Return the records exactly, from the first line through the "positive clicks: (28, 61) (31, 69)" line.

[Stored data entries]
BEGIN
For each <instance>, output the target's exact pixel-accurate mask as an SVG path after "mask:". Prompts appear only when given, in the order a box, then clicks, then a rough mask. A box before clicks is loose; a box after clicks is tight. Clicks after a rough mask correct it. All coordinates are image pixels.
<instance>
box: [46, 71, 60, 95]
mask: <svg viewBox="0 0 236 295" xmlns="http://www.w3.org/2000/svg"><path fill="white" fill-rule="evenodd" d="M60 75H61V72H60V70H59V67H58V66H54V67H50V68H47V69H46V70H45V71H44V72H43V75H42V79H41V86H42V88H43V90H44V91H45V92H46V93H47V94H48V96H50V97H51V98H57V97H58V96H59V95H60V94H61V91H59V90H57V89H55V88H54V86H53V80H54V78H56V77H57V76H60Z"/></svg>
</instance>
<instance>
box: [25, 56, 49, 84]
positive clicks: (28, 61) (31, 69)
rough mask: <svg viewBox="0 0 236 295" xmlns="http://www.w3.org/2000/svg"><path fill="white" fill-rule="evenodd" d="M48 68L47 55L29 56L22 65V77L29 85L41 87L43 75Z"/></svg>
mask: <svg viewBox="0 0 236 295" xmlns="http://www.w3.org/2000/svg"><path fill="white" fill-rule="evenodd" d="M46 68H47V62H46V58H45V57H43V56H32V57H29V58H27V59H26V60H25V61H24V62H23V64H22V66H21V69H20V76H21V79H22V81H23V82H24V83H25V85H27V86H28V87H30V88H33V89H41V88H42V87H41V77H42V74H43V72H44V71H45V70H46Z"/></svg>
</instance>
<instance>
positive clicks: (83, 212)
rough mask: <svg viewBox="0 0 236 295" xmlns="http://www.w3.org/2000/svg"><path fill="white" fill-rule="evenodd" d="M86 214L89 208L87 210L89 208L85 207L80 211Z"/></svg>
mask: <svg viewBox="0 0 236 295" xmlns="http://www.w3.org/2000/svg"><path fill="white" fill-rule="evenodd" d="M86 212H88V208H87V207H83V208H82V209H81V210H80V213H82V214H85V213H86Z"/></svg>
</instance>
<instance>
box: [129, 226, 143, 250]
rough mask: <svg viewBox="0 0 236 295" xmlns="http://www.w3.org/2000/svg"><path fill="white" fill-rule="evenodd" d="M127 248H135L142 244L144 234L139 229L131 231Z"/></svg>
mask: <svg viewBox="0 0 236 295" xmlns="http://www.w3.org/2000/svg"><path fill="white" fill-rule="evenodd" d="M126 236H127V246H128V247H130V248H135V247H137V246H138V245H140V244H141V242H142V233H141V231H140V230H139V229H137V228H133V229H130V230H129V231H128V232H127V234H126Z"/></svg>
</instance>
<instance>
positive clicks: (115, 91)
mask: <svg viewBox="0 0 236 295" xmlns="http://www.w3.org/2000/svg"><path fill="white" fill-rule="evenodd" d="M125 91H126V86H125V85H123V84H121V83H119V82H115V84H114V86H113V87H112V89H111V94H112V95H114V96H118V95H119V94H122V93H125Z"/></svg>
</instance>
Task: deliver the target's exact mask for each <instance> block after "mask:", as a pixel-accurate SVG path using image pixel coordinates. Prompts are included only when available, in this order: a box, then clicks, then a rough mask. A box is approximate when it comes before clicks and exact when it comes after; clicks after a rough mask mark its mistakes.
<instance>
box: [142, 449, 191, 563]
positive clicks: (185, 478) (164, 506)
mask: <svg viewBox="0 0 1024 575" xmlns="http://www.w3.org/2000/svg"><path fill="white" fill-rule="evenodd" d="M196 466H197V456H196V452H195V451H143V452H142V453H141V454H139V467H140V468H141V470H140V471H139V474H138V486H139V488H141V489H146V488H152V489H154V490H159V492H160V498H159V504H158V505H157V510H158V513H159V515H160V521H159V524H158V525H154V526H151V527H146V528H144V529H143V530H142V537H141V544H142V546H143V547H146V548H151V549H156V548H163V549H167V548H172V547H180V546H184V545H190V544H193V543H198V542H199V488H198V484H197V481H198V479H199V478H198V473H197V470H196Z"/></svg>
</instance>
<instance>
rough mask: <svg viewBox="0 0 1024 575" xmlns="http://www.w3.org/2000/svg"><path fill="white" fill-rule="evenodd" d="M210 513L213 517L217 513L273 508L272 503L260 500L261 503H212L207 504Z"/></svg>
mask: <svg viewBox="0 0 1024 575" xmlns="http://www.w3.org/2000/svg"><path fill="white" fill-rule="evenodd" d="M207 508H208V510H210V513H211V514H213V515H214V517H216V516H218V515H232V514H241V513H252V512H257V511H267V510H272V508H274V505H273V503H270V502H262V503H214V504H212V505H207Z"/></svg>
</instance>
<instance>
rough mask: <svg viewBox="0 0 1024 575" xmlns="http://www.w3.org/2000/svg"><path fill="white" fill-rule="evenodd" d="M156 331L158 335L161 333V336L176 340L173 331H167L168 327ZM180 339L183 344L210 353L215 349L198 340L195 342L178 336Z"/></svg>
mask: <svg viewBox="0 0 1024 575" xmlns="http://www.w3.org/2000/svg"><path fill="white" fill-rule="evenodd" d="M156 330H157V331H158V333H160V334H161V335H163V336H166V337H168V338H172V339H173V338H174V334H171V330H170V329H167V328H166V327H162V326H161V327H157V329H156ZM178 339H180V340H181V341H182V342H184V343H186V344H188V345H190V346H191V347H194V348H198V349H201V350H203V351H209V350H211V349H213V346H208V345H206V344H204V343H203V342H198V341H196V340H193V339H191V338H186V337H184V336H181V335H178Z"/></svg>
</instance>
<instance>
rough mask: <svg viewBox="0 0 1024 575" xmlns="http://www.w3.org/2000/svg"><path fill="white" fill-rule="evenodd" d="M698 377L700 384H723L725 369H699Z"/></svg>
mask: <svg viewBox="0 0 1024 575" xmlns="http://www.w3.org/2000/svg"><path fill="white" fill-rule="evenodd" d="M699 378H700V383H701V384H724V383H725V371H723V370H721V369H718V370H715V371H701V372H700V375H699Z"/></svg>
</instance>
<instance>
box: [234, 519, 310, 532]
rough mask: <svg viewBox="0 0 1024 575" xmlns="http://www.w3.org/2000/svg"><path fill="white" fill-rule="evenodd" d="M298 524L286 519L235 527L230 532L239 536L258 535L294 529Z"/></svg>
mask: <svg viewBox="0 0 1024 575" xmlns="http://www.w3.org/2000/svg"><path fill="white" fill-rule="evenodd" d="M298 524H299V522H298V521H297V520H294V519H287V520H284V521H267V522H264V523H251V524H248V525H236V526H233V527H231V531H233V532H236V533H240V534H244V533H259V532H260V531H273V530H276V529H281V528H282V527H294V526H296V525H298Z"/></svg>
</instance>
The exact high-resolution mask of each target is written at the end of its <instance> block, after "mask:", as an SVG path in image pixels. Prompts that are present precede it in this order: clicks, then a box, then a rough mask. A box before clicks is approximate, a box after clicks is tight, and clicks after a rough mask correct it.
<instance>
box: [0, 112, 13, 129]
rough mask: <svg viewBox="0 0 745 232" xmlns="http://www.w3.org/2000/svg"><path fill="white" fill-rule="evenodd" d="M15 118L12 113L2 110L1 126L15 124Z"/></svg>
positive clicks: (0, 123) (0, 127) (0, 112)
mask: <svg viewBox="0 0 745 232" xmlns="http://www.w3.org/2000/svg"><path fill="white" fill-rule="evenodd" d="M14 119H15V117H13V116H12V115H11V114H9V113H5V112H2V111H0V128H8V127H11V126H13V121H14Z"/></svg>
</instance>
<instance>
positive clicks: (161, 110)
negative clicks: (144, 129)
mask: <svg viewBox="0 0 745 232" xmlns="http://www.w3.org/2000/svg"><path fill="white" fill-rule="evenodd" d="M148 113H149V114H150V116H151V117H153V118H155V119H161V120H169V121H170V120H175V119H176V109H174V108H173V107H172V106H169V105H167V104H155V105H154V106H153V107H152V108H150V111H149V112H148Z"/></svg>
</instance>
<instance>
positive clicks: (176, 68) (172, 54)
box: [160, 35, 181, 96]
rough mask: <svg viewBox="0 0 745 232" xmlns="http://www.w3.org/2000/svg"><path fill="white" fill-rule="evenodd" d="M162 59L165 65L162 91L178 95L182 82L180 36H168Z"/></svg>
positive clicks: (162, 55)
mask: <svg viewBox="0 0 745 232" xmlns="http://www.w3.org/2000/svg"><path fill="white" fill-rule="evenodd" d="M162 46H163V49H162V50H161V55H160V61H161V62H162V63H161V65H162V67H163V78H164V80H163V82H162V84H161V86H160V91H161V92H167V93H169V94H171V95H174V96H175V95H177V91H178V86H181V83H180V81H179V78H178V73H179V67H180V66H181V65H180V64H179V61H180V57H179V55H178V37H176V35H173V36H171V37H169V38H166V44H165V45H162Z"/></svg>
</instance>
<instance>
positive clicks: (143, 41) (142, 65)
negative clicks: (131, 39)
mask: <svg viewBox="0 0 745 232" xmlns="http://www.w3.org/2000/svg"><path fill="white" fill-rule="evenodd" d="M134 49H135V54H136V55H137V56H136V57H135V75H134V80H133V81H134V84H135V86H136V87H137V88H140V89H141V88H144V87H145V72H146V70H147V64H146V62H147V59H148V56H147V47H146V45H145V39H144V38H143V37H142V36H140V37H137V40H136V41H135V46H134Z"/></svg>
END
EXERCISE RESULT:
For each <instance>, output the target's exact pixel-accurate mask as an SVG path after "mask:". Prompts appear only when given, in the order a box, then clicks, then a rough mask. A box before clicks is loose; a box after clicks is tight. Clicks after a rough mask correct it. All coordinates are image pixels.
<instance>
box: [46, 71, 60, 95]
mask: <svg viewBox="0 0 236 295" xmlns="http://www.w3.org/2000/svg"><path fill="white" fill-rule="evenodd" d="M60 75H61V72H60V70H59V67H58V66H54V67H50V68H47V69H46V70H45V71H44V72H43V75H42V79H41V86H42V88H43V90H44V91H45V92H46V93H47V94H48V96H50V97H51V98H57V97H58V96H59V95H60V94H61V91H59V90H57V89H55V88H54V86H53V80H54V78H56V77H57V76H60Z"/></svg>
</instance>
<instance>
box: [25, 56, 49, 84]
positive clicks: (28, 61) (31, 69)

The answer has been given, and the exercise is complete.